#### Do this:
Copy each of the following lines word for word, with nothing changed.

#### Listed entries:
* * *
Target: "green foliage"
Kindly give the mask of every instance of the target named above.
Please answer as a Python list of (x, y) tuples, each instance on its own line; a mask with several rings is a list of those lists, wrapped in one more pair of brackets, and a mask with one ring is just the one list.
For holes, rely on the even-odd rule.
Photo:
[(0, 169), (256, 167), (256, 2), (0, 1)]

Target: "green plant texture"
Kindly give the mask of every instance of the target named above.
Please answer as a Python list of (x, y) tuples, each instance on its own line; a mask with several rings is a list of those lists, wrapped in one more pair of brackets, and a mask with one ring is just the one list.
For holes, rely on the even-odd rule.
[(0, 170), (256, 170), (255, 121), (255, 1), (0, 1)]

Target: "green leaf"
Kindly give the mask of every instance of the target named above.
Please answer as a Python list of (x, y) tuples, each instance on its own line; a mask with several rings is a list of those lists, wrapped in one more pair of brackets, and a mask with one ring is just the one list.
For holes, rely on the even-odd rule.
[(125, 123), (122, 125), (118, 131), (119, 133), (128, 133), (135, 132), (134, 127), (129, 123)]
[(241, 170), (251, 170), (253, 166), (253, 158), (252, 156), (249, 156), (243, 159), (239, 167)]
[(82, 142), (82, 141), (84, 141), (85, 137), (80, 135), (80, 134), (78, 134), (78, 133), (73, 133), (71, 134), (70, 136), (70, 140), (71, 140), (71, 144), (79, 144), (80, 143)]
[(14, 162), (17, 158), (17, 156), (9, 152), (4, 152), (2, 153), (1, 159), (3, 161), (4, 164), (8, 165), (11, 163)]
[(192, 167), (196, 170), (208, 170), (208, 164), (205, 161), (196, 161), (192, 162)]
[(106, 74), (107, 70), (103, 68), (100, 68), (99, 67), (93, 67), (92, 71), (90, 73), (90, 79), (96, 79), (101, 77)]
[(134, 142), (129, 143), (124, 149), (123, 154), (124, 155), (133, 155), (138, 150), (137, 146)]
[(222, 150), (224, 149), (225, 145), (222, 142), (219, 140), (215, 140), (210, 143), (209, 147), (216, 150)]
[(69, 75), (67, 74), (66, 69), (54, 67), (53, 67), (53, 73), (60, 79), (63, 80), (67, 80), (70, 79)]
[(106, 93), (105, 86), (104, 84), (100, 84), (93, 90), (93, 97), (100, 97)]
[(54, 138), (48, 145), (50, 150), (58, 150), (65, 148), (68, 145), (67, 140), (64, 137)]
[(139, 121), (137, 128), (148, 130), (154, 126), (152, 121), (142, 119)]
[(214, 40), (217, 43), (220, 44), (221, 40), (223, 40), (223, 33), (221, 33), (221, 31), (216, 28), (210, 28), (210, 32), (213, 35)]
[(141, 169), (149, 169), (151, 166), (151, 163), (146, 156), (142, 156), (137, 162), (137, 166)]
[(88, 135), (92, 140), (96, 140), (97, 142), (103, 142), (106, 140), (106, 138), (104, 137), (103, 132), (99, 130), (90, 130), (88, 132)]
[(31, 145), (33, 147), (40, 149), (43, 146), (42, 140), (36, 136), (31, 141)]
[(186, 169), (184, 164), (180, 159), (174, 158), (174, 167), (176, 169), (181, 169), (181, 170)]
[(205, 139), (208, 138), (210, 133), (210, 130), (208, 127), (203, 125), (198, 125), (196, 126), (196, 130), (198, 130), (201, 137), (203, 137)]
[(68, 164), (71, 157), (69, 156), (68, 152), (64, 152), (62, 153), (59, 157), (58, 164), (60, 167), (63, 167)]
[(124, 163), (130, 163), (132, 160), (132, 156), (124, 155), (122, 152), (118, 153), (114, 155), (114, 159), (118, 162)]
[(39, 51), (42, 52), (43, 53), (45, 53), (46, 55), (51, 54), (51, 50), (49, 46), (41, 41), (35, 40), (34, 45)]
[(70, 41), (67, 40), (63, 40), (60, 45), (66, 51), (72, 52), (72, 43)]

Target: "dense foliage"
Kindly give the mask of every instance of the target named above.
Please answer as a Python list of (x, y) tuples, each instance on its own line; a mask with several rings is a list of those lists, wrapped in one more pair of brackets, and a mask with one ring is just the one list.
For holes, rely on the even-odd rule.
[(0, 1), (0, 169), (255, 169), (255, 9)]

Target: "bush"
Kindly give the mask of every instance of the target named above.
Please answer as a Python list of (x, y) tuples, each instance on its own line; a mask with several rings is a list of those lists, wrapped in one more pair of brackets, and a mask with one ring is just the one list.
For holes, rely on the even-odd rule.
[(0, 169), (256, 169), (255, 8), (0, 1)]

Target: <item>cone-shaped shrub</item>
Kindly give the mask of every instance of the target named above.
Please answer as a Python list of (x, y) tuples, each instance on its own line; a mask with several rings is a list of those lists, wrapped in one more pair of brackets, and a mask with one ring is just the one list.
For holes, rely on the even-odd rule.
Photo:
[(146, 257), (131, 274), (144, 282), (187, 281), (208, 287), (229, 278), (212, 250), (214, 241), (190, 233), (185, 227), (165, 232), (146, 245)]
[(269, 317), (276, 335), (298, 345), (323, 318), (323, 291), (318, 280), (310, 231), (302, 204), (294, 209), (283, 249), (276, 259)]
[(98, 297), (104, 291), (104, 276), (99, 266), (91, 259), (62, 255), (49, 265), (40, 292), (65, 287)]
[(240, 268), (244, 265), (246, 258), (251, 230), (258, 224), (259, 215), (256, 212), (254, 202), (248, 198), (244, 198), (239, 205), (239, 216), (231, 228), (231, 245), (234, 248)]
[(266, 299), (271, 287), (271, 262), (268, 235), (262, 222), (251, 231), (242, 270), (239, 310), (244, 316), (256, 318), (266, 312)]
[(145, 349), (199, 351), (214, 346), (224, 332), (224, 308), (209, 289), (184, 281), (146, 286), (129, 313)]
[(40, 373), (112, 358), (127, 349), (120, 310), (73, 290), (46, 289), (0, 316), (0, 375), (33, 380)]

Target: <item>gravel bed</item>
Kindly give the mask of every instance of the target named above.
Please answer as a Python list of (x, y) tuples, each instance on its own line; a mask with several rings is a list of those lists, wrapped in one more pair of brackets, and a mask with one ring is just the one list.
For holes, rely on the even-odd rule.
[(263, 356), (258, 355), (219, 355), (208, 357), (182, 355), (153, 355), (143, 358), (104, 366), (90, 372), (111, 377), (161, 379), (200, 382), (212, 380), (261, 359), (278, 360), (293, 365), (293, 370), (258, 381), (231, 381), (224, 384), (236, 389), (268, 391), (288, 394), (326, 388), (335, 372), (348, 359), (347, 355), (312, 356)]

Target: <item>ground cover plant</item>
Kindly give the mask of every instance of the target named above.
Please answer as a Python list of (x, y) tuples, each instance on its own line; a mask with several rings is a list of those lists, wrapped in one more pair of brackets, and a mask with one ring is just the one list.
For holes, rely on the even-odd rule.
* * *
#### Output below:
Target: "green foliage"
Kindly give the mask of every instance of the target named above.
Please answer as a Python list of (x, y) tuples, each instance on its own line; a mask with several rings is a list of those lists, wrapped in one more pair of brackets, and a mask with one ring is just the one list.
For holes, rely on the even-odd rule.
Photo:
[(0, 169), (256, 167), (256, 2), (0, 1)]

Target: "green plant texture"
Kindly give the mask of every instance of the target named above.
Please answer as a Python list of (x, y) tuples, each instance on its own line; a mask with several rings is a list of those lists, wrapped in one more pair of brackets, and a mask with one ring is just the one list.
For holes, rely on the even-odd rule.
[(0, 170), (256, 170), (255, 121), (255, 1), (0, 1)]

Target: "green leaf"
Kindly give the mask of every instance of the target named above.
Please answer as a Python list of (x, y) tuples, each instance on its own line; a mask with several rings is a list of those lists, wrapped in one more pair of brackets, and a mask with one ring is just the one list.
For holes, rely on the even-odd rule.
[(125, 123), (122, 125), (118, 131), (119, 133), (128, 133), (135, 132), (134, 127), (129, 123)]
[(241, 170), (251, 170), (253, 166), (253, 158), (252, 156), (249, 156), (243, 159), (239, 167)]
[(82, 142), (82, 141), (84, 141), (85, 137), (80, 135), (80, 134), (78, 134), (78, 133), (73, 133), (71, 134), (70, 136), (70, 140), (71, 140), (71, 144), (79, 144), (80, 143)]
[(14, 162), (17, 158), (17, 156), (9, 152), (4, 152), (2, 153), (1, 159), (3, 161), (4, 164), (8, 165), (11, 163)]
[(192, 167), (196, 170), (208, 170), (208, 164), (205, 161), (196, 161), (192, 162)]
[(106, 74), (107, 70), (103, 68), (100, 68), (99, 67), (93, 67), (92, 71), (90, 73), (90, 79), (96, 79), (101, 77)]
[(134, 142), (129, 143), (124, 149), (123, 154), (124, 155), (133, 155), (138, 150), (137, 146)]
[(222, 150), (224, 149), (225, 145), (222, 142), (219, 140), (215, 140), (210, 143), (209, 147), (216, 150)]
[(69, 75), (67, 74), (66, 69), (54, 67), (53, 67), (53, 73), (60, 79), (63, 80), (67, 80), (70, 79)]
[(106, 93), (105, 86), (104, 84), (100, 84), (93, 90), (93, 97), (100, 97)]
[(54, 138), (48, 145), (50, 150), (58, 150), (65, 148), (68, 145), (67, 140), (64, 137)]
[(139, 121), (137, 128), (148, 130), (154, 126), (152, 121), (142, 119)]
[(214, 40), (217, 43), (220, 44), (221, 40), (223, 40), (223, 33), (221, 33), (221, 31), (216, 28), (210, 28), (210, 32), (213, 35)]
[(141, 169), (149, 169), (151, 166), (151, 163), (146, 156), (142, 156), (137, 162), (137, 166)]
[(88, 135), (92, 140), (96, 140), (97, 142), (103, 142), (106, 140), (106, 138), (104, 137), (103, 132), (99, 130), (90, 130), (88, 132)]
[(31, 145), (33, 147), (40, 149), (43, 146), (42, 140), (36, 136), (31, 141)]
[(186, 169), (184, 164), (180, 159), (174, 158), (174, 167), (176, 169), (181, 169), (181, 170)]
[(205, 139), (208, 138), (210, 133), (210, 130), (208, 127), (203, 125), (198, 125), (196, 126), (196, 130), (198, 130), (201, 137), (203, 137)]
[(68, 164), (71, 157), (69, 156), (68, 152), (64, 152), (62, 153), (59, 157), (58, 164), (60, 167), (63, 167)]
[(124, 163), (130, 163), (132, 160), (132, 156), (124, 155), (122, 152), (118, 153), (114, 155), (114, 159), (118, 162)]
[(39, 51), (42, 52), (43, 53), (45, 53), (46, 55), (51, 54), (51, 50), (49, 46), (41, 41), (35, 40), (34, 45)]
[(70, 41), (67, 40), (63, 40), (60, 45), (66, 51), (72, 52), (72, 43)]

Target: "dense foliage"
Kindly give the mask of every instance of the target named above.
Please answer as a Python list of (x, y) tuples, each instance on its own line; a mask with several rings is a list of those lists, wrapped in one more pair of brackets, and a mask with one ring is just the one list.
For holes, rely on the even-odd rule.
[(0, 1), (0, 169), (255, 169), (255, 9)]

Target: "bush"
Kindly give the mask of every instance of the target named above.
Please answer as a Python list of (x, y) tuples, each instance on its own line; a mask with several rings is a list of those lists, wrapped in one more pair of brackets, and a mask with one ring is just the one list.
For holes, rely on the even-odd rule.
[(0, 169), (256, 169), (255, 8), (0, 1)]

Target: <item>cone-shaped shrub</item>
Kindly give the mask of every instance of the target named above.
Please answer as a Python list of (x, y) tuples, each instance on its own line; a mask with several rings is a list of those lists, wrapped in one more pair of brackets, and a mask with one ring is just the one list.
For holes, rely on the even-odd rule.
Photo:
[(146, 257), (131, 274), (144, 282), (187, 281), (208, 287), (229, 278), (212, 250), (214, 241), (190, 233), (185, 227), (165, 232), (146, 245)]
[(269, 317), (276, 335), (298, 345), (323, 318), (323, 291), (318, 280), (310, 231), (302, 204), (294, 209), (283, 249), (276, 259)]
[(98, 297), (104, 291), (104, 276), (99, 266), (91, 259), (62, 255), (49, 265), (40, 292), (65, 287)]
[(240, 268), (244, 265), (246, 258), (251, 230), (258, 224), (259, 215), (256, 212), (254, 202), (248, 198), (244, 198), (239, 205), (239, 216), (231, 228), (231, 245), (234, 248)]
[(266, 299), (271, 287), (271, 262), (268, 235), (262, 222), (251, 231), (242, 270), (239, 310), (244, 316), (256, 318), (266, 312)]
[(145, 349), (199, 351), (214, 346), (224, 332), (224, 308), (209, 289), (184, 281), (146, 286), (129, 313)]
[(40, 373), (112, 358), (127, 349), (120, 310), (73, 290), (46, 289), (0, 316), (0, 375), (33, 380)]

Target: <item>gravel bed</item>
Kindly give the mask of every instance of the target named above.
Please answer as a Python list of (x, y) tuples, each instance on its own line; a mask with several rings is a list of those lists, wrapped in one more pair of brackets, and a mask with one ring is just the one list.
For holes, rely on the even-odd rule.
[(263, 356), (258, 355), (219, 355), (208, 357), (182, 355), (153, 355), (143, 358), (104, 366), (90, 372), (111, 377), (161, 379), (200, 382), (212, 380), (261, 359), (278, 360), (293, 365), (293, 370), (258, 381), (231, 381), (224, 384), (236, 389), (268, 391), (288, 394), (326, 388), (335, 372), (348, 359), (347, 355), (312, 356)]

Target: <item>ground cover plant</item>
Kindly give the mask of every instance of the target named above.
Please answer as a Python list of (x, y) tuples, each instance on its own line; a mask with several rings is a list of those lists, wrapped in one more pair of brackets, and a mask with one ring is just the one list.
For holes, rely on the even-odd rule.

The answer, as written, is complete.